- Description of the task
An exact retyping of every record is required.

- Working data
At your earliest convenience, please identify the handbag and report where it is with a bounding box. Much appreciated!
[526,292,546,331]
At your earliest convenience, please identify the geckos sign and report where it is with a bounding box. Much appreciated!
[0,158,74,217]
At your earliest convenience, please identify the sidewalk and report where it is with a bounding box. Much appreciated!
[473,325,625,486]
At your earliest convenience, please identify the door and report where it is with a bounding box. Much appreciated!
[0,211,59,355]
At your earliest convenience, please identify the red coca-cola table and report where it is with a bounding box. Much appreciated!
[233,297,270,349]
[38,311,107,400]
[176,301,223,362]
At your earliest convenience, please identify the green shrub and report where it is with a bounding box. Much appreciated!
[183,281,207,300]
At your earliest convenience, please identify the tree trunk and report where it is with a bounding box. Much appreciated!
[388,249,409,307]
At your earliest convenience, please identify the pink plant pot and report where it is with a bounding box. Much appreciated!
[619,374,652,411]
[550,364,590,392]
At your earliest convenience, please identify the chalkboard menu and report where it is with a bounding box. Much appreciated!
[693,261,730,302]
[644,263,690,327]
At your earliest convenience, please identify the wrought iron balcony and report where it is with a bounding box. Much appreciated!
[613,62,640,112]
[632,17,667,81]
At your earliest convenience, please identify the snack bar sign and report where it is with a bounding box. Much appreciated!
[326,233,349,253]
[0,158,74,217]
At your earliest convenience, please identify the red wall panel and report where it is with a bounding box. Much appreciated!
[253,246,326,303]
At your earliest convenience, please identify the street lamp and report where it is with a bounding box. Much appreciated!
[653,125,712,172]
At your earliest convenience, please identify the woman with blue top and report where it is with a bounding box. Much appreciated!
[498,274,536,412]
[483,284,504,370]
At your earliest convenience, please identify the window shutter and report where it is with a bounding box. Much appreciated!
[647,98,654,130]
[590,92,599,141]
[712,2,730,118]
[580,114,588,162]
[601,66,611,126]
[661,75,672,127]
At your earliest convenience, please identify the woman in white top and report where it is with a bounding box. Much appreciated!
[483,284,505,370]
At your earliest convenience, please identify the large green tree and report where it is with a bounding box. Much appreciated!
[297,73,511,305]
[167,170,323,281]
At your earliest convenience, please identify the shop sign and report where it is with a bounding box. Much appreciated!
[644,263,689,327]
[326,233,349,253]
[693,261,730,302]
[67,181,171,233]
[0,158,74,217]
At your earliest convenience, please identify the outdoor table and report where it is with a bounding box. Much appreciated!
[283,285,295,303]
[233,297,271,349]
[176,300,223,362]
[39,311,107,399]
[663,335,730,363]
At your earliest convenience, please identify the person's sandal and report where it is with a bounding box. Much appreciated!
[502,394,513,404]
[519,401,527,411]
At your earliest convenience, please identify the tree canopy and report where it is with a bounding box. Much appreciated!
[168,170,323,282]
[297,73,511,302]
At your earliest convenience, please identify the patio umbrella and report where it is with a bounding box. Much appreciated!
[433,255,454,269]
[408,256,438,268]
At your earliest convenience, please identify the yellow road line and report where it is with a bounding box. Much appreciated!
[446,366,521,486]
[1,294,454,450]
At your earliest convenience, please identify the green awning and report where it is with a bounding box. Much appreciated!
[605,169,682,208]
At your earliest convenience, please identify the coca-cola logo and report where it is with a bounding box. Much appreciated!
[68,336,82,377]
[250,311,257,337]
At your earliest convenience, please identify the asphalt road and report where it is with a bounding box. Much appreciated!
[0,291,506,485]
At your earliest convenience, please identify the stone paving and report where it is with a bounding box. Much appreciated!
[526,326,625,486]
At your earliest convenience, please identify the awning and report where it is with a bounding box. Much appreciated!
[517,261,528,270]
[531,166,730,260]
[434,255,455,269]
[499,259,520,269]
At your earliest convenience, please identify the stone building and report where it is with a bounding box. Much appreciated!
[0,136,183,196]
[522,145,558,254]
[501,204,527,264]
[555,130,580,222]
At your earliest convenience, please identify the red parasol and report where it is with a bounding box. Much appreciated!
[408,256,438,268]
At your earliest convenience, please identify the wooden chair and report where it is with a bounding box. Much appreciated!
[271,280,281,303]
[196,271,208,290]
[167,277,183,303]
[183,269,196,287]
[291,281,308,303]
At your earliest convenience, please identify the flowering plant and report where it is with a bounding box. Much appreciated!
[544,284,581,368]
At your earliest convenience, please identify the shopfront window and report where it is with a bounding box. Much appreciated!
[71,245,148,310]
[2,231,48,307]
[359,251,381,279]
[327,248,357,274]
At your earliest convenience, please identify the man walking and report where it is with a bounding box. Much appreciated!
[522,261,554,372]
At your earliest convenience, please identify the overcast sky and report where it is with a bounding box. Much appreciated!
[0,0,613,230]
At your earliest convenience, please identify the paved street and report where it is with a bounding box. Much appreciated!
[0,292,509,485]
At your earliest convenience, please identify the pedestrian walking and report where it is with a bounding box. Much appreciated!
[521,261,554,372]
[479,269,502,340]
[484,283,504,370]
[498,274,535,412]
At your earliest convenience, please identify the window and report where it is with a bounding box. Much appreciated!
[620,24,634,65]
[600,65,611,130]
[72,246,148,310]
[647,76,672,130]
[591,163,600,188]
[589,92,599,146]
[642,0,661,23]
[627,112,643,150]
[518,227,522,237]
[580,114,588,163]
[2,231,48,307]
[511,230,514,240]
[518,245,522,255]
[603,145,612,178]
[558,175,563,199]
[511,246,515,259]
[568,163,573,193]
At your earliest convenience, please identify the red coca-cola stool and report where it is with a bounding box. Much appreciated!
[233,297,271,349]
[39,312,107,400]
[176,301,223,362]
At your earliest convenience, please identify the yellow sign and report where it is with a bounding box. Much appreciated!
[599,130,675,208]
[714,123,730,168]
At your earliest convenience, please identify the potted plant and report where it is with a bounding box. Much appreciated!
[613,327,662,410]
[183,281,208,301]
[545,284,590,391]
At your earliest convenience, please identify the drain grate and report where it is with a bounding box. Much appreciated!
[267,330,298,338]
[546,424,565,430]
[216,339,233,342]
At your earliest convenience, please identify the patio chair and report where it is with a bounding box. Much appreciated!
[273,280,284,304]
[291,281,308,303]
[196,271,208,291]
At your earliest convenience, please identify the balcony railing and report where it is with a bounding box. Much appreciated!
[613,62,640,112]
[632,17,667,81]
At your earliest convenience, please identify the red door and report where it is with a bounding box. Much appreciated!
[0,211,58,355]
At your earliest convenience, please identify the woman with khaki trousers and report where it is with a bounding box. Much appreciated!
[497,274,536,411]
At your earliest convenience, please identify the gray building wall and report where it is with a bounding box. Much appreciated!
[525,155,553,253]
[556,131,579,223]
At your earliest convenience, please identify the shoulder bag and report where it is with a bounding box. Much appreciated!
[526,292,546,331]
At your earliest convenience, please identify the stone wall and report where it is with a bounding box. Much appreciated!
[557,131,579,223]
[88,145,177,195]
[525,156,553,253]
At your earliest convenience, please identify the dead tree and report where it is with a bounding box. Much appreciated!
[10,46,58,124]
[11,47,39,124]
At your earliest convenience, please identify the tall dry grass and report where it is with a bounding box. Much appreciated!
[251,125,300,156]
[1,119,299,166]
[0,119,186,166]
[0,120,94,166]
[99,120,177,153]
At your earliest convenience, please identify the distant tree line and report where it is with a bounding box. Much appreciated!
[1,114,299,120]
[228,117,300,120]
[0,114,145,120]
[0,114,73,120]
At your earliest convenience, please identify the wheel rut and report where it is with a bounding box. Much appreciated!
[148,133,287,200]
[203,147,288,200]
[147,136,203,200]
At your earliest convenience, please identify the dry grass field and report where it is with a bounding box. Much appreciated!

- Response to this task
At your earliest convenience, please identify the handbag and report where it is with a bounding box. Much appreciated!
[526,292,546,331]
At your earliest convenience, please identify the geckos sign and report where it is with a bounding box. Much appreciated!
[0,158,74,217]
At your earliest convenience, please identify the sidewalk and report where it is with a bounding box. Much appreciated!
[473,325,625,486]
At your earliest convenience, please identify the door and report where it is with a bounding box. Much appreciated!
[0,211,59,355]
At your earliest convenience, please identify the red coca-cola table and report where it is with a bounding box. Much appreciated!
[233,297,270,349]
[38,311,107,400]
[176,301,223,362]
At your earliest convenience, please identify the green shrub and report where it is with a bounding box. Much appreciated!
[183,281,207,300]
At your earliest convenience, please identify the tree trunk and report where it is with a bounding box. Much appreciated!
[388,249,409,307]
At your earliest convenience, please identify the pink plant pot and report where it is with a bounding box. Much appreciated!
[619,374,652,411]
[550,364,590,392]
At your earliest convenience, please identify the chalkboard menu and report where it is with a bounding box. Much appreciated!
[693,261,730,302]
[644,263,690,327]
At your earliest convenience, please identify the wrought iron balcony and report where it is with a bounding box. Much appreciated!
[613,62,640,112]
[632,17,667,81]
At your earliest convenience, please identify the snack bar sign and report where it is with a bounding box. Much appreciated!
[326,233,349,253]
[0,158,74,217]
At your earliest convenience, please identify the red wall panel and report where it is with a bounding box. Much appreciated!
[253,246,326,303]
At your earliest convenience, please identify the street lamp and report where it is with a bounding box. Much appreciated!
[653,125,712,172]
At your earliest convenience, please identify the woman with blue top and report where it is with a bounding box. Much appreciated!
[498,274,536,412]
[483,284,504,370]
At your earliest convenience, please identify the window shutter and report where it is with a bounding box. Much appreciated!
[647,98,654,130]
[590,92,599,141]
[712,2,730,118]
[580,114,588,162]
[601,66,611,126]
[661,75,672,127]
At your earliest convenience, please identify the woman in white top and report where it is with a bounding box. Much appreciated!
[483,284,505,370]
At your earliest convenience, please identify the large green tree and report where it is with a bounding box. Much appreciated!
[297,73,511,305]
[167,170,323,281]
At your earliest convenience, please identify the shop sign and report where it is with a bounding box. Much appreciated!
[644,263,689,327]
[326,233,349,253]
[693,261,730,302]
[67,181,171,233]
[0,158,74,217]
At your earliest convenience, please identify the outdoor table and report where it is with a bounding box. Much appreciated!
[283,285,295,303]
[233,297,271,349]
[176,300,223,362]
[39,311,107,399]
[663,335,730,363]
At your earliest convenience, please identify the person's sandal and report where it is with a bounding box. Much appreciated!
[502,394,513,404]
[519,401,527,411]
At your earliest convenience, please identify the tree canopy and report where it is with a bounding box. Much appreciated!
[168,170,323,282]
[297,73,511,302]
At your earliest convenience, please identify the patio umbrella and report where it is with a bounding box. Much appreciated!
[433,255,454,269]
[408,256,438,268]
At your earliest convenience, please identify the yellow road line and report where it is with a bounding box. Much appreciated!
[446,366,521,486]
[1,294,454,450]
At your earliest convenience, please identify the green awning and report where it is with a bounding box. Much appreciated!
[605,169,682,208]
At your earliest convenience, please identify the coca-cola logo and report where it is with a bounding box. Much appreciated!
[68,336,82,377]
[250,311,257,337]
At your earliest convenience, please identify the asphalt road and report where it is with a bounding box. Much appreciated!
[0,291,506,485]
At your earliest convenience, please identify the stone paving and report where it is with a bounding box. Much appreciated!
[526,326,625,486]
At your earliest convenience, please identify the awning and report where it is with a bounding box. Much appreciated!
[517,261,528,270]
[531,166,730,260]
[434,255,455,269]
[499,259,520,269]
At your earliest convenience, please identify the stone building and report where it is with a bounding box. Much appreciated!
[0,136,183,196]
[522,145,558,254]
[501,204,527,264]
[555,130,580,222]
At your earliest convenience, please identify the red parasol and report where it is with a bounding box. Much appreciated!
[408,256,438,268]
At your earliest convenience, please identify the wooden chair and report where it is with a bounding box. Much appreciated!
[271,280,281,303]
[196,271,208,290]
[167,277,183,303]
[183,269,196,287]
[291,281,308,303]
At your earliest convenience, please identify the flowering plant and report where it is with a bounding box. Much appreciated!
[544,284,581,368]
At your earliest convenience, please identify the shopfront window and report where it is with a bounding box. Much appreciated!
[71,245,148,310]
[2,231,48,307]
[359,251,381,279]
[327,248,357,274]
At your earliest convenience, please identify the man walking and report where it is with a bounding box. Much appreciated!
[522,261,554,372]
At your earliest convenience, please identify the overcast sky and report where it is with a bounding box. Much appreciated!
[0,0,613,230]
At your earliest convenience, please identify the paved street and report where it is with a bounding box. Much appreciated!
[0,292,509,485]
At your earliest convenience, please identify the pedestrian walking and report where it is with a bounding box. Much appreciated!
[521,261,554,372]
[479,269,502,340]
[484,283,504,370]
[498,274,535,412]
At your earliest convenience, please identify the window and report where it is with a bounding box. Much appreciated!
[620,24,634,65]
[600,65,611,130]
[72,246,148,310]
[647,76,672,130]
[591,163,600,188]
[589,92,599,146]
[642,0,661,23]
[627,112,643,150]
[518,227,522,237]
[580,114,588,163]
[2,231,48,307]
[511,230,514,240]
[518,245,522,255]
[603,145,612,178]
[558,175,563,199]
[511,246,515,259]
[568,163,573,193]
At your earliest convenience, please identify the red coca-cola stool and report where it is with a bounding box. Much appreciated!
[233,297,271,349]
[39,312,107,400]
[176,301,223,362]
At your earliest convenience, please identify the yellow sign and report where it is with a bounding box. Much appreciated!
[599,130,675,208]
[714,123,730,168]
At your earliest convenience, please identify the potted plant and report where it is with a bounding box. Much appreciated!
[613,327,662,410]
[183,281,208,301]
[545,284,590,391]
At your earliest convenience, please identify the drain grate and report where it is with a bounding box. Much appreciated!
[267,330,298,338]
[546,424,565,430]
[216,339,233,342]
At your earliest convenience, please identify the patio chair and report where it is with a bounding box. Much appreciated!
[273,280,284,304]
[291,281,308,303]
[196,271,208,291]
At your earliest convenience, please identify the balcony railing and report where it is with a bounding box. Much appreciated!
[613,62,640,112]
[632,17,667,81]
At your earliest convenience, please identify the red door and report where it is with a bounding box. Much appreciated!
[0,211,58,355]
At your earliest convenience, please identify the woman with khaki trousers and report where it is with a bounding box. Much appreciated!
[497,274,536,411]
At your earliest convenience, please identify the gray building wall and report where it is with a bounding box. Much appreciated!
[525,155,553,253]
[556,131,579,223]
At your earliest convenience, please identify the shoulder bag and report where it is with a bounding box. Much appreciated!
[526,292,546,331]
At your earliest convenience, please identify the stone wall and report where it is with a bounding box. Much appreciated!
[557,131,579,223]
[88,145,177,195]
[525,156,553,253]
At your earliest convenience, please identify the dead tree and report where it is with a bounding box. Much appreciated!
[10,46,58,124]
[11,47,39,124]
At your earliest convenience, please identify the tall dry grass and report where it is with a bounding box. Much appreciated!
[251,125,300,156]
[1,119,299,166]
[0,119,186,166]
[0,120,94,166]
[99,120,177,153]
At your earliest convenience, please identify the distant tree line and report where it is with a bounding box. Much appreciated!
[1,114,299,120]
[228,117,300,120]
[0,114,145,120]
[0,114,73,120]
At your earliest convenience, please identify the wheel rut and report where it is with a bounding box. Much appreciated!
[148,133,287,200]
[203,147,288,200]
[147,136,203,200]
At your earliest convenience, please identify the dry grass field and report where it is with a bounding box. Much appreciated!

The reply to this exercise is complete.